• [Consigne 1] D'après l'extrait sur l'histoire d'Anvers, quel traité confirma la fermeture de l'Escaut aux bâtiments maritimes ?

• [Extrait]
━━━━━━
Un établissement carolingien établi sur un petit promontoire de quelques mètres de hauteur s'avançant légèrement dans l'Escaut, à hauteur du Steen, fut détruit par les Normands. Reconstruit, il prit de l'extension vers la fin du xe siècle. Aux xiiie et xive siècles, la ville devint une foire commerciale de première importance. Mais rien ne laissait supposer l'essor international du xve siècle et de la première moitié du xvie. Celui-ci est dû surtout à des facteurs exogènes : l'ensablement et le recul de Bruges, centre commercial flamand, au moment où le centre de gravité de l'économie européenne basculait du monde méditerranéen vers la façade atlantique du continent. Des marchands de toute l'Europe affluèrent alors à Anvers, qui leur offrit de généreux privilèges juridiques et des facilités commerciales. De nombreuses activités artisanales accompagnaient cette activité marchande et portuaire, le travail à façon étant aussi effectué en zone rurale, où une main-d'œuvre abondante, à bon marché, garantissait des prix peu élevés. La révolte des Pays-Bas contre Philippe II d'Espagne, où Anvers se rangea du côté des rebelles, l'exil vers les Pays-Bas de nombreux bourgeois protestants et le traité de Münster (1648), qui confirmait la fermeture de l'Escaut aux bâtiments maritimes, consacrèrent le déclin de la ville, laissant l'avantage à Amsterdam. Après ceux de Hans Rückers et de Christophe Plantin, les noms de Pierre Paul Rubens et d'Antoine Van Dyck témoignent toutefois du fait que le rayonnement artistique et intellectuel de la ville au xviese prolonge encore au xviie siècle, malgré l'arrêt du trafic maritime.
━━━━━━
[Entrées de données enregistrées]
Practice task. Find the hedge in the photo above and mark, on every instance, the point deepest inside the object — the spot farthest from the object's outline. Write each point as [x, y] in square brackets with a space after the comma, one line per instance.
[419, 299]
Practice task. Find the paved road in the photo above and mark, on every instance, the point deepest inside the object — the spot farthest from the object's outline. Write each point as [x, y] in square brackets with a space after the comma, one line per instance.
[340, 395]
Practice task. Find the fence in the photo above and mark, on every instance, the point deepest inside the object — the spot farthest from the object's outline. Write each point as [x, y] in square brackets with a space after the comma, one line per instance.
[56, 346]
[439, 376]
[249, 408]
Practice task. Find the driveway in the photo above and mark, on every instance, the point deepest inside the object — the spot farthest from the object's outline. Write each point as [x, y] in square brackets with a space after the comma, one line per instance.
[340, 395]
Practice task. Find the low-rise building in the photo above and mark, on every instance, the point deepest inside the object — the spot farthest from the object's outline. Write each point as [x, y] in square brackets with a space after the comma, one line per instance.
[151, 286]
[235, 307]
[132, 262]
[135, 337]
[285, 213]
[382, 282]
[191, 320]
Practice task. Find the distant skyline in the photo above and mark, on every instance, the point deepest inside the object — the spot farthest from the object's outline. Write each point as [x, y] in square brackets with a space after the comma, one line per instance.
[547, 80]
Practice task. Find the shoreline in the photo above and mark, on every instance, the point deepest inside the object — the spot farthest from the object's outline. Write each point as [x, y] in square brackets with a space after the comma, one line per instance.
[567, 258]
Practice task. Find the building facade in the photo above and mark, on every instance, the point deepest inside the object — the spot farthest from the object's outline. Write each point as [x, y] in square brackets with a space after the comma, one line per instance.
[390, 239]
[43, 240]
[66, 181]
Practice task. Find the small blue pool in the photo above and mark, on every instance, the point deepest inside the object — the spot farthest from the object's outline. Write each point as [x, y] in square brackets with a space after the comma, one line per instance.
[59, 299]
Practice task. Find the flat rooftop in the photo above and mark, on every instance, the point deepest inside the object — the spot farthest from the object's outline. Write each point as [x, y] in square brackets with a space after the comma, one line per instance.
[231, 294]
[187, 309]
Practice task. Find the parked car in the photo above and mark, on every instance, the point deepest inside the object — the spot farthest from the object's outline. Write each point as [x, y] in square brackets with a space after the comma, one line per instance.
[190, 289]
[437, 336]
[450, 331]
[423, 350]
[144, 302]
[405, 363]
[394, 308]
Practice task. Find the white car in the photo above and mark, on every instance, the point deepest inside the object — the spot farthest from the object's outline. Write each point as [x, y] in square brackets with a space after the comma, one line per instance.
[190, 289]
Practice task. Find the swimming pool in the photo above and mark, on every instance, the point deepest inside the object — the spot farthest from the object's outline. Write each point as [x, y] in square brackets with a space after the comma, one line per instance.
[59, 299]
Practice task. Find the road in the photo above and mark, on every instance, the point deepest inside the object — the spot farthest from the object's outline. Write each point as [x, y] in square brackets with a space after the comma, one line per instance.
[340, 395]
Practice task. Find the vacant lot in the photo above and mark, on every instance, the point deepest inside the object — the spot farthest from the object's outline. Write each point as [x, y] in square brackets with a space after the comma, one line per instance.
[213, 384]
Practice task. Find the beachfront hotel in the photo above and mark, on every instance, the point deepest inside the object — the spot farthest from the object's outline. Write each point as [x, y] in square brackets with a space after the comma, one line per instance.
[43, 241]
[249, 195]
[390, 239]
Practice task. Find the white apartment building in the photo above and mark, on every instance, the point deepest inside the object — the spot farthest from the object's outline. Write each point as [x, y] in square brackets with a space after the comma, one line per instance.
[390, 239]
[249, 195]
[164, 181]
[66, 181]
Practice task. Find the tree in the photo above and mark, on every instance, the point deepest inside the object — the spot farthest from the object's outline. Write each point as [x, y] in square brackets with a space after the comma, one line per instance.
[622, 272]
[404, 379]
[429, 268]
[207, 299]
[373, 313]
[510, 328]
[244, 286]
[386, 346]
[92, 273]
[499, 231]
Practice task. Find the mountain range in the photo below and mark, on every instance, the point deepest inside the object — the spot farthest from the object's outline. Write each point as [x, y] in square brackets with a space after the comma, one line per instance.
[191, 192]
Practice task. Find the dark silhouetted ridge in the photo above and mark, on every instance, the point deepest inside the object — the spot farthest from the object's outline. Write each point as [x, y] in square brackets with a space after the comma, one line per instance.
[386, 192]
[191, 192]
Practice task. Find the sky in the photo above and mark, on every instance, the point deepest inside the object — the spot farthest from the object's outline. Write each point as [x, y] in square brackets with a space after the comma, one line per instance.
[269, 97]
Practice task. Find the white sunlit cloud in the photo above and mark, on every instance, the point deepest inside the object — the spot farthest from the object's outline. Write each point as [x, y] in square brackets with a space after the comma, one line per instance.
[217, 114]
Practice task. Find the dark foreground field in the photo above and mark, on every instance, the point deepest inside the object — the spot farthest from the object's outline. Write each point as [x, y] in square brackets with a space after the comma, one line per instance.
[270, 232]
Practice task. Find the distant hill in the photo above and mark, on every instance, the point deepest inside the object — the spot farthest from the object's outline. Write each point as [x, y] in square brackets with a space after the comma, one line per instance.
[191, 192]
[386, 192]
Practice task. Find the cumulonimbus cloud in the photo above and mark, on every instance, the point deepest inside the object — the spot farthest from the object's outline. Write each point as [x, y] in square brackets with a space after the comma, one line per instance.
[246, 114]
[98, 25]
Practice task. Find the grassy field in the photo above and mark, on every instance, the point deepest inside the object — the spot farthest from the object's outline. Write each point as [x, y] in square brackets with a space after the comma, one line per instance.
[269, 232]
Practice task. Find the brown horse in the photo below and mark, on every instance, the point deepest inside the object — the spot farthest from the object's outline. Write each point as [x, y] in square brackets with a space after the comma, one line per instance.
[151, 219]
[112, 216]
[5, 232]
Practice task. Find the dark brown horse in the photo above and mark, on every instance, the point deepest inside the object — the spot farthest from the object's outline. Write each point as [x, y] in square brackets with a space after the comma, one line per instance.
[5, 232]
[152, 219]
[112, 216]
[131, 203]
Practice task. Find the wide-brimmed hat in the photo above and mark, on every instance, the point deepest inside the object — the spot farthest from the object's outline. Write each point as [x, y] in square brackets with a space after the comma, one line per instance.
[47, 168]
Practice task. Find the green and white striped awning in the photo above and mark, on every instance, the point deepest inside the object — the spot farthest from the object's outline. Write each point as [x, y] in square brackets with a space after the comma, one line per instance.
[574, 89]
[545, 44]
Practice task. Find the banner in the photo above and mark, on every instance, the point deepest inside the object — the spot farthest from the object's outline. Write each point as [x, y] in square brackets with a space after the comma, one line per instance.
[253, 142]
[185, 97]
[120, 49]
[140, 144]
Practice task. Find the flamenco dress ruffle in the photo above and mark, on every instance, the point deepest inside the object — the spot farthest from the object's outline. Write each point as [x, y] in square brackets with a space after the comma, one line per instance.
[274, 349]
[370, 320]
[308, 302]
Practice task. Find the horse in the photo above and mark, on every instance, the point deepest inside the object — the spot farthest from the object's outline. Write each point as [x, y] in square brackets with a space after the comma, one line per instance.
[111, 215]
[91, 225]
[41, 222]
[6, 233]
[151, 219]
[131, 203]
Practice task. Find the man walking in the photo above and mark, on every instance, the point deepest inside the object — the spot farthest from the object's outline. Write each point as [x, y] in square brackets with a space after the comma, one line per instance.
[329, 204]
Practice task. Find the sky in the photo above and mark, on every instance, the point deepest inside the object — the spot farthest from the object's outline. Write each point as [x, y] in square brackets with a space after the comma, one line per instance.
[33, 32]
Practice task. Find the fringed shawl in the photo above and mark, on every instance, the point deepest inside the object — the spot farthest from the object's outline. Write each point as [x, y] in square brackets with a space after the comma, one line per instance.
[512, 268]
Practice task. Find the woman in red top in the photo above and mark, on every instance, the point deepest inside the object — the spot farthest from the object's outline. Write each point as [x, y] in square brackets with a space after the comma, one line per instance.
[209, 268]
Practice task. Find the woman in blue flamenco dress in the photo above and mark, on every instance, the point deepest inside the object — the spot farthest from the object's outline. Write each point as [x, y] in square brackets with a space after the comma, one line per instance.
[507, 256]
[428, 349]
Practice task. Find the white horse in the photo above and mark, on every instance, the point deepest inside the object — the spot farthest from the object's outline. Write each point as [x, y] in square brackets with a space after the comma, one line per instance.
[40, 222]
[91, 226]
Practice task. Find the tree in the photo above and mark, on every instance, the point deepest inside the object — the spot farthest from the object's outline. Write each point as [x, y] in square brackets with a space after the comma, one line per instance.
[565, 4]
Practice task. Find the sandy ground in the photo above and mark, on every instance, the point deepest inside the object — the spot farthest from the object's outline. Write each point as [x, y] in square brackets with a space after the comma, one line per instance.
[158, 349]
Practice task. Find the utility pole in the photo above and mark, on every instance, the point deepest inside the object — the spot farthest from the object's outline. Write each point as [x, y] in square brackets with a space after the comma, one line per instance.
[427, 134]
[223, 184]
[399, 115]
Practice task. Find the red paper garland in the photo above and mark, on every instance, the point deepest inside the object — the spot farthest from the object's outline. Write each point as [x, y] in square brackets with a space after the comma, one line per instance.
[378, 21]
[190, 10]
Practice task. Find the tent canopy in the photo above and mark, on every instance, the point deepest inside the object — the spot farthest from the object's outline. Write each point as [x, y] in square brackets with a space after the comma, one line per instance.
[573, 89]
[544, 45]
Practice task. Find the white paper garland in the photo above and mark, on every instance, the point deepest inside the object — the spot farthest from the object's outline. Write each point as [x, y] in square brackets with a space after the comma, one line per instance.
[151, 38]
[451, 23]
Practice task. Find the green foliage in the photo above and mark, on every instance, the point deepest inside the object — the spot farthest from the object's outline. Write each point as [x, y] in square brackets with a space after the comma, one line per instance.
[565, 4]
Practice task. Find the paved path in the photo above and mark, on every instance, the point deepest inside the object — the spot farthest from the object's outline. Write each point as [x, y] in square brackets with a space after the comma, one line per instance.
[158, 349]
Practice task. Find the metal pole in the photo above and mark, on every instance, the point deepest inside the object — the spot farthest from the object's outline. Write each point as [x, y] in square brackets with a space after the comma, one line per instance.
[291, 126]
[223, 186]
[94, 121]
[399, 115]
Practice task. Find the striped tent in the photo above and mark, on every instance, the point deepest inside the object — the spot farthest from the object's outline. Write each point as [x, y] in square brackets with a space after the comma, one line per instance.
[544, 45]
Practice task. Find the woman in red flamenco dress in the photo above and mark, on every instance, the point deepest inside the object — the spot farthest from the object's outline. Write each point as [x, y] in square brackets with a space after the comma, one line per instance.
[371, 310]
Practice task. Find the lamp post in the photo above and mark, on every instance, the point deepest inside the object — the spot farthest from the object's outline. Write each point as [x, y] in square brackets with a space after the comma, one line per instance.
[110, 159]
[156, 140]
━━━━━━
• [Consigne 2] Recopiez les entrées en partant de la ligne contenant « Practice task. Find the lamp » et en continuant jusqu'à la fin des entrées, consignes comprises, en augmentant de 40 chaque coordonnée des réponses.

• [Solution complète 1] Le traité de Münster, en 1648.

• [Solution complète 2]
Practice task. Find the lamp post in the photo above and mark, on every instance, the point deepest inside the object — the spot farthest from the object's outline. Write each point as [x, y] in square brackets with a space after the comma, one line per instance.
[150, 199]
[196, 180]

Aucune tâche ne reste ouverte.